> [What is required]:
A faithful copy of every entry, with the pictures removed, is what is needed here.

> [Data records]:

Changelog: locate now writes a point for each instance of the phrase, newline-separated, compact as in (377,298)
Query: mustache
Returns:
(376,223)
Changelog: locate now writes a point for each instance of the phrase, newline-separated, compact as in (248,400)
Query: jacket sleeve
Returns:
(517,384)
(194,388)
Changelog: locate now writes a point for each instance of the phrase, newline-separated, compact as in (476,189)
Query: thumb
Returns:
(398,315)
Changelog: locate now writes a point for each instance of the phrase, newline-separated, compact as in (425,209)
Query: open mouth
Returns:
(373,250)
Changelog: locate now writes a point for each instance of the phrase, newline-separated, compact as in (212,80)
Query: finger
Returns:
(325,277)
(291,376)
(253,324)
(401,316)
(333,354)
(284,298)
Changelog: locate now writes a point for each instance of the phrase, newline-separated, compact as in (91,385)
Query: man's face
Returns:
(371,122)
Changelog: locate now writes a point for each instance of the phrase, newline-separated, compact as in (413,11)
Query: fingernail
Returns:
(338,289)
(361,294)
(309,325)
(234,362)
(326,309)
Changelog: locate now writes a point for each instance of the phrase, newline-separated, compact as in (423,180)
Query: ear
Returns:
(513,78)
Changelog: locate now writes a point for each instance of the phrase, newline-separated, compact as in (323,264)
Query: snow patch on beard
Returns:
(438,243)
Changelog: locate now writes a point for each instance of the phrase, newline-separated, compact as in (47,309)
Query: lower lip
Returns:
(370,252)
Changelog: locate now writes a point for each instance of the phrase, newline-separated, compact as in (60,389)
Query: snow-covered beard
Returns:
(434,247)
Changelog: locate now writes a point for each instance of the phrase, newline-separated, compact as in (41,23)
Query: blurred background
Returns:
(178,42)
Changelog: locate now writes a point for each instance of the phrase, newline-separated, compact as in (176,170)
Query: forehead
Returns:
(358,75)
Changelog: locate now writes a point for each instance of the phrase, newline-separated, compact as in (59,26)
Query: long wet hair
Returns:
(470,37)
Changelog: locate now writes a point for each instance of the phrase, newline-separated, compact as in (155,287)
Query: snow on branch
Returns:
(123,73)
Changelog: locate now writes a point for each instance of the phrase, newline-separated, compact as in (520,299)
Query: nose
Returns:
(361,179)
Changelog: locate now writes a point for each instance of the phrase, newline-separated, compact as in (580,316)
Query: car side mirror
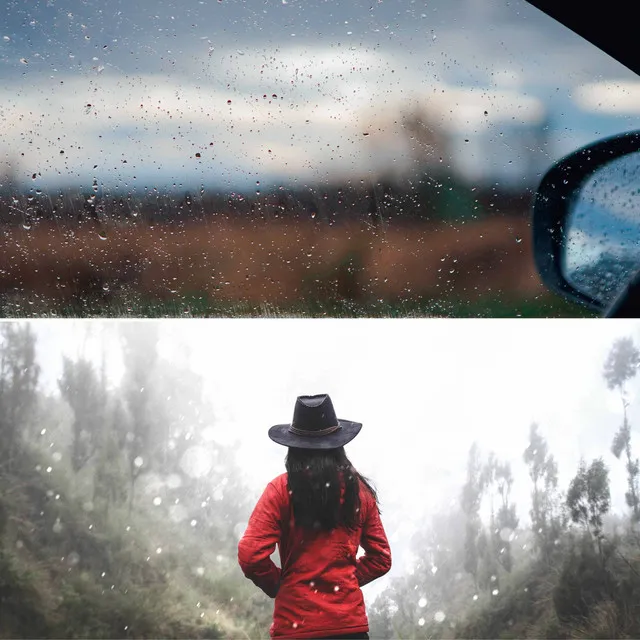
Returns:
(586,226)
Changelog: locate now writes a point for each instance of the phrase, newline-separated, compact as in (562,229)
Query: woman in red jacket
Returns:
(318,514)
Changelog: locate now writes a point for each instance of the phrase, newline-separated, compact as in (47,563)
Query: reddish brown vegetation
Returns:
(276,261)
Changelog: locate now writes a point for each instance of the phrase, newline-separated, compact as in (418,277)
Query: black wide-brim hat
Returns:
(315,426)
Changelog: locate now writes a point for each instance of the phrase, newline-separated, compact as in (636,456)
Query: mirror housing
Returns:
(559,195)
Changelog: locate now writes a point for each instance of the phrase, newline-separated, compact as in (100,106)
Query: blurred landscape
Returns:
(240,159)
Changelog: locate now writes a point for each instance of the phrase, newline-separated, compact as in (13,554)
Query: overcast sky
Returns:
(423,389)
(127,93)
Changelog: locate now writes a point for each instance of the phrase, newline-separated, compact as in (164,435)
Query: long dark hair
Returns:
(313,478)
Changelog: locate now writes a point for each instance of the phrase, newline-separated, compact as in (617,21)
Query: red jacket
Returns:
(317,591)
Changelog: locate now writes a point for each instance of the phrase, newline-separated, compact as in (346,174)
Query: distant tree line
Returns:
(575,569)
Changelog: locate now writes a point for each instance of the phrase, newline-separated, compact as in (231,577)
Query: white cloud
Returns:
(611,97)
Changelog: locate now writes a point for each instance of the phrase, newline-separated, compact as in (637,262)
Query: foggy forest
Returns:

> [Answer to the problem]:
Changelog: locate now writes a point for each instance of the phrase, newline-separated, compact as in (377,298)
Query: mustache
Returns:
(376,223)
Changelog: locate now writes a point for each instance of the phrase, newline-separated, compact as in (248,400)
Query: jacket sleeve
Returns:
(517,384)
(194,388)
Changelog: locate now writes a point for each instance of the phrase, newline-separated, compact as in (476,189)
Query: thumb
Returns:
(398,315)
Changelog: locate now writes a point for each instance of the phrase, newline-separated, compact as in (425,209)
Query: open mouth
Returns:
(373,250)
Changelog: locate now writes a point for each instance of the phrase, newline-separated, compact as in (212,80)
Query: finger
Returns:
(325,277)
(291,376)
(253,324)
(401,316)
(333,354)
(284,298)
Changelog: locate now writes a point for each instance of the phrase, newline-separated, compact as in (91,385)
Query: man's face
Returns:
(371,122)
Changelog: locate now writes a point for each instance of the phrase, newline-separated, compact as in (413,11)
Query: fingernail
Returns:
(338,289)
(361,294)
(309,325)
(234,362)
(326,309)
Changelog: locate now writes a point for each instance of the phrase, newline-separated, compact as in (423,180)
Query: ear
Returns:
(513,78)
Changelog: locate now writes a point for each instance of the phrase, newline-separated, compact as in (323,264)
Query: snow patch on beard
Returns:
(438,243)
Changelog: locate now writes a point for each instance of the phrase, newline-separated, compact as in (47,309)
Query: lower lip
Returns:
(370,252)
Changelog: locate now writes a point for each instance of the phrase, newline-separated, compact as in (60,389)
Query: snow-covered beard
Returns:
(434,247)
Changelog: locate now writes a point for each instance of the phrase, newline-separated, compact as in (41,23)
Query: blurred background
Returns:
(178,42)
Changelog: locate now writes a point for each instance of the phrase, newline-separated, compact as in (176,170)
Query: forehead
Returns:
(358,75)
Changelog: locate now writes a point for each instance of the phrase, newline-separated, compact as in (59,26)
Query: long wet hair
Returns:
(470,37)
Changelog: locate now writes a point for each instance of the phrase, newline-separated, compact as in (155,287)
Query: snow on branch
Returns:
(123,73)
Changelog: locate now writes a point for each instance of the phrase, newline-separated, compact as in (520,299)
Query: nose
Returns:
(361,179)
Changelog: locate now writes a point for each instance of the phrase, newline-separated, compact as in (580,316)
Query: car side mirror
Returns:
(586,226)
Changelog: locate now writes a point for each instance of the phrase, newline-separated, compact as in (562,229)
Query: woman in red jacket
Returns:
(318,514)
Changelog: locate now writes a point for each instance of the phrase, newline-separated, compact as in (47,563)
Query: reddish brown vegetation
Returns:
(276,261)
Changelog: locate now writes a point for each instance of the phrase, newline-separated, compact as in (418,277)
Query: black wide-brim hat
Returns:
(315,426)
Changelog: locate now writes a point for each instance of the phrase, newline-separated, compact as in (636,456)
Query: mirror housing
Returns:
(559,195)
Changelog: locate now writes a point for each instance of the phrase, newline-separated, compact as in (100,106)
Query: blurred landscape
Returns:
(240,159)
Changelog: locate now writes a point for each instance of the phrase, newline-separated, compact as in (13,554)
Query: overcast sky
Returns:
(423,389)
(127,93)
Changelog: locate now writes a point for each instance of the phrase, newline-separated, compact as in (164,435)
Query: long dark hair
Returns:
(313,478)
Changelog: locate now writes a point for each instance of the phrase, newline-separated, compact as in (617,21)
Query: red jacket
Returns:
(317,591)
Changelog: locate now writes a point for each instance of the phrase, newline-separated, compact as in (346,174)
Query: distant tree line
Returns:
(575,569)
Changelog: locate now writes a point for each instance of the phrase, newline-separated, compact as in (231,577)
Query: white cloud
Returns:
(611,97)
Changelog: locate now writes a point for each instance of the phrase, newline-separated, compact as in (637,262)
Query: foggy forest
Returns:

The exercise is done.